The DI samples from FM and CGM40 groups for TEM analysis were processed as follows: one ultrathin section for each intestinal sample (a total number of 12 intestine samples per dietary treatment) was cut and stained with 2% uranyl acetate, post-stained with 0.2% lead citrate, and examined in a JEOL-JEM 1200 TEM (JEOL, Tokyo, Japan) at 80 kV. All digital images were captured with Olymbus SIS software and analyzed using Image J version 1.36.

Quantitative real-time PCR (qPCR)

Total RNA was extracted and purified from DI tissue samples (approximately 50 mg) using the RNeasy Protect Mini Kit RNeasy Protect Mini Kit (Qiagen, GmbH, Hilden, Germany; Product Code 74126) according to the manufacturer's instructions. Next, RNA was quantified using a NanoDrop ND-1000 spectrophotometer (Nano-Drop Technologies, Wilmington, DE, USA), and its quality was checked by Agilent Bio-Analyzer (Agilent Technologies, Santa Clara, CA, USA). The cDNA synthesis was performed with the QuantiTect Reverse Transcription Kit (Qiagen, GmbH, Hilden, Germany; Product Code 205311) using 1.0 μg of RNA, following the manufacturer indications.

The expression profiles of the genes of interleukin-1 beta (Il-1β), interleukin 8 (Il-8), tumor necrosis factor α (Tnf-α), and the transforming growth factor β (Tgf-β) were determined using real-time quantitative PCR (RT-qPCR) with ribosomal protein S4 (RPS4) utilized as the house-keeping gene for sample normalization. The experiment was conducted as described in our previous work [37].

Serum diamine oxidase activity and D-lactate level assay

As detailed in our previous study [38], serum diamine oxidase activity and D-lactate level were measured using a Diamine Oxidase (DAO) Assay Kit (Nanjing Jiancheng Bioengineering Institute, Nanjing, Jiangsu, China; Product Code A088-1) and D-Lactic Acid ELISA kit (Nanjing Jiancheng Bioengineering Institute, Nanjing, Jiangsu, China; Product Code H263), respectively.

Intestinal biochemical analysis

Intestinal samples (MI to DI) were homogenized in 10 volumes (w/v) of ice-cold physiological saline and centrifuged at 5,000 g for 20 min at 4°C. Then, the supernatants were collected, equally divided into 20 pieces, and stored at -80°C until use.

The activities of three brush-border enzymes, including maltase (MAL), leucine aminopeptidase (LAP), and alkaline phosphatase (AKP), four antioxidant enzyme, including superoxide dismutase (SOD), catalase (CAT), glutathione peroxidase (GPX), and glutathione reductase (GR), and lysozyme (LZM), as well as the concentrations of complement 3 (C3), complement 4 (C4), immunoglobulin M (IgM), and the intestinal reduced glutathione (GSH), were assayed according to the methods and procedures described in our previous publications [27,37,38]. The intestinal malondialdehyde (MDA) level as lipid peroxidation indication was determined by a Malondialdehyde (MDA) Assay Kit (Nanjing Jiancheng Bioengineering Institute, Nanjing, Jiangsu, China; Product Code A003-1) [39]. The intestinal acid phosphatase (ACP) activity was determined using an Acid Phosphatase Assay Kit (Nanjing Jiancheng Bioengineering Institute, Nanjing, Jiangsu, China; Product Code A060-1) [40-42].

# Images for locating objects
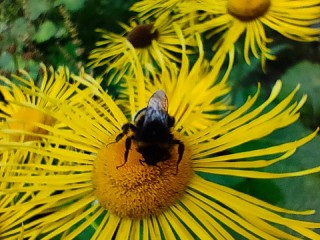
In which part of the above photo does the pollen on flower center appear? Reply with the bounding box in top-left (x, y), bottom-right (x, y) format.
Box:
top-left (92, 136), bottom-right (193, 218)
top-left (127, 24), bottom-right (159, 48)
top-left (227, 0), bottom-right (271, 21)
top-left (8, 108), bottom-right (54, 141)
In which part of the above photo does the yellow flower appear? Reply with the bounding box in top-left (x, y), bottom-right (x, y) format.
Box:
top-left (0, 56), bottom-right (320, 239)
top-left (89, 14), bottom-right (195, 83)
top-left (130, 0), bottom-right (183, 19)
top-left (116, 33), bottom-right (234, 135)
top-left (180, 0), bottom-right (320, 68)
top-left (0, 65), bottom-right (95, 141)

# WORK TASK A
In the methods text, switch "supernatants" to "upper layers" and write out again the part that opens with the words containing "Intestinal samples (MI" and closes with "-80°C until use.".
# WORK TASK B
Does the methods text support each statement? Answer yes or no and quote the deciding words.
(i) RNA quality was checked with a NanoDrop ND-1000 spectrophotometer.
(ii) The homogenized intestinal samples were centrifuged at 4°C.
(iii) RPS4 served as the house-keeping gene for normalizing samples.
The records are not needed for any of this work.

# PROBLEM SOLUTION A
Intestinal samples (MI to DI) were homogenized in 10 volumes (w/v) of ice-cold physiological saline and centrifuged at 5,000 g for 20 min at 4°C. Then, the upper layers were collected, equally divided into 20 pieces, and stored at -80°C until use.

# PROBLEM SOLUTION B
(i) No: "its quality was checked by Agilent Bio-Analyzer"
(ii) Yes: "centrifuged at 5,000 g for 20 min at 4°C"
(iii) Yes: "ribosomal protein S4 (RPS4) utilized as the house-keeping gene for sample normalization"